> **PARTS OF THE EXERCISE**:
[a] From the piece on farm cropping changes, quote the passage that begins at the words "As we drive" and stops after "where . . .".
[b] In the piece on farm cropping changes, how many butter plants did Pontiac County used to have?

> **EXTRACT PROVIDED**:
•••
Cropping changes on the farms

chris@theequity.ca

As we drive around Pontiac County, we notice how farmers’ fields have changed since grandpa used to farm. One of the first things we notice is that there are a lot less cattle in the fields. Then we notice that there are a lot less fences?

Sixty years ago, there were 600 farms in Pontiac County where . . .

dairy cows were milked. In 2021, there are less than 20 dairy farms.

Most of grandpa’s neighbours milked cows and the smaller dairy farms separated the milk and shipped cream. Some of those farms only milked cows in the summer when the pastures provided lots of nutritious feed to let the milk cows produce milk much less expensively than cows did in the winter when farmers had to store excellent quality hay, corn silage and feed grain and expensive high protein concentrates.

Through the years consumers began to drink low fat milk with the cream skimmed off. This cream was skimmed off the milk that consumers drank all year and was a steady supply for the butter plants, unlike the farms which only milked cows in the summer.

Pontiac County used to have two butter plants that provided jobs for many people. As the smaller farms stopped milking and switched to beef production or only crop production the butter plants shut their doors. The few farms that shipped cream either found butter plants farther away or took advantage of a program the milk boards provided to switch their cream quota for a milk quota. This was a big switch for the farmers who had shipped cream in cans because to ship whole milk they had to build a new bigger milk house and purchase a bulk milk tank.

Many of the cream shippers who were left chose to sell the cream quota to farms that switched to bulk milk as they switched to beef production.
•••
> **RECORDS**:
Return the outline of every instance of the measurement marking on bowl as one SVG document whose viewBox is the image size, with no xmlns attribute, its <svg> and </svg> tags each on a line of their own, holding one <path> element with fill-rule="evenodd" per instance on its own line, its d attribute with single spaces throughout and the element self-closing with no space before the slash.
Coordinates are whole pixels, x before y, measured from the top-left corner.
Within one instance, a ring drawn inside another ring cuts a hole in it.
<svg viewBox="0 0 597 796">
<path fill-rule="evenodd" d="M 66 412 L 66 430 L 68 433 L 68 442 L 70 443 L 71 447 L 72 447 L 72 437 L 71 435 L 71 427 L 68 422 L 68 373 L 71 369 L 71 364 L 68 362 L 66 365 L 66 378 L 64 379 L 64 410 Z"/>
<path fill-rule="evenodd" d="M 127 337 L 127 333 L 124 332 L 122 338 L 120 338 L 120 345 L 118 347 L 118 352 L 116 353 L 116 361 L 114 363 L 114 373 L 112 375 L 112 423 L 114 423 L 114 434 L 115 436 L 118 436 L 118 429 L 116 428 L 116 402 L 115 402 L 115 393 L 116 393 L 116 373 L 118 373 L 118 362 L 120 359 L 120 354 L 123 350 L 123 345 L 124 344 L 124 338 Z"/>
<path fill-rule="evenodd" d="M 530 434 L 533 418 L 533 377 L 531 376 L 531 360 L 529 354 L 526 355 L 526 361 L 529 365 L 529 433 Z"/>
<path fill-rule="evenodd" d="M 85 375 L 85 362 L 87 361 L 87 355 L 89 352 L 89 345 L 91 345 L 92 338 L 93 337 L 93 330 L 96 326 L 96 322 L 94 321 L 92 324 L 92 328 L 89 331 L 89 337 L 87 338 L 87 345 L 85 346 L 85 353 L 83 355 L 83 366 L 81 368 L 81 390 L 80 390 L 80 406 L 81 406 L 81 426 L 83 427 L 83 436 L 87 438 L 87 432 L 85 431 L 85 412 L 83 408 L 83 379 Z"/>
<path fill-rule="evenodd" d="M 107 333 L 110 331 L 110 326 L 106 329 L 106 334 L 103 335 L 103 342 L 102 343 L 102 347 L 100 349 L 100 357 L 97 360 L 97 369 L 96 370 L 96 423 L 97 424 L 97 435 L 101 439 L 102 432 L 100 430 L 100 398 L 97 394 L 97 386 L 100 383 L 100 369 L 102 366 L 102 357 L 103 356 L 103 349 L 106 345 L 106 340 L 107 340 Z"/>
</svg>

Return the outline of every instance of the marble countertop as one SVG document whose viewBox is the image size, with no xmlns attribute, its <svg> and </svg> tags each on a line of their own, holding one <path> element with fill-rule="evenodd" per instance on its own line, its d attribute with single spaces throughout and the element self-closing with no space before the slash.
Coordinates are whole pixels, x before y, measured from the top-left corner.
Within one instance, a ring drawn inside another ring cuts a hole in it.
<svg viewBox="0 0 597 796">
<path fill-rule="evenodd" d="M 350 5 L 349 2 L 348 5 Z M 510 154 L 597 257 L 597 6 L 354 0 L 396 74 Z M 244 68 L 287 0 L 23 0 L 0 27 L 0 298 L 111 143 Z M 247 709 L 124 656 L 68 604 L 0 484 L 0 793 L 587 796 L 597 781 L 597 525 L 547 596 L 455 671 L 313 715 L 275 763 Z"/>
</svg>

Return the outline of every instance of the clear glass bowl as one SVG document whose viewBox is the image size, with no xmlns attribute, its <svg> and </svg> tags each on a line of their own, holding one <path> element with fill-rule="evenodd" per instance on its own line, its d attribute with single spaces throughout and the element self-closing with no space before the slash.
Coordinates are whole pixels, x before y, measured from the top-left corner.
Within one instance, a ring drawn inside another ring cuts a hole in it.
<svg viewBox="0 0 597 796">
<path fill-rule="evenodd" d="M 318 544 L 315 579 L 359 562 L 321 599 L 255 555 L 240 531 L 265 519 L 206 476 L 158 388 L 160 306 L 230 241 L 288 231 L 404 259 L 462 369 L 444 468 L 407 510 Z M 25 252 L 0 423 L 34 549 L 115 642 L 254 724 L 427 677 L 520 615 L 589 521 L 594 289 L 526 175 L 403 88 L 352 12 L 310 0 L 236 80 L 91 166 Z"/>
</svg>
•••
> **ANSWERS TO THE EXERCISES**:
[a]
As we drive around Pontiac County, we notice how farmers’ fields have changed since grandpa used to farm. One of the first things we notice is that there are a lot less cattle in the fields. Then we notice that there are a lot less fences?

Sixty years ago, there were 600 farms in Pontiac County where . . .

[b] Two.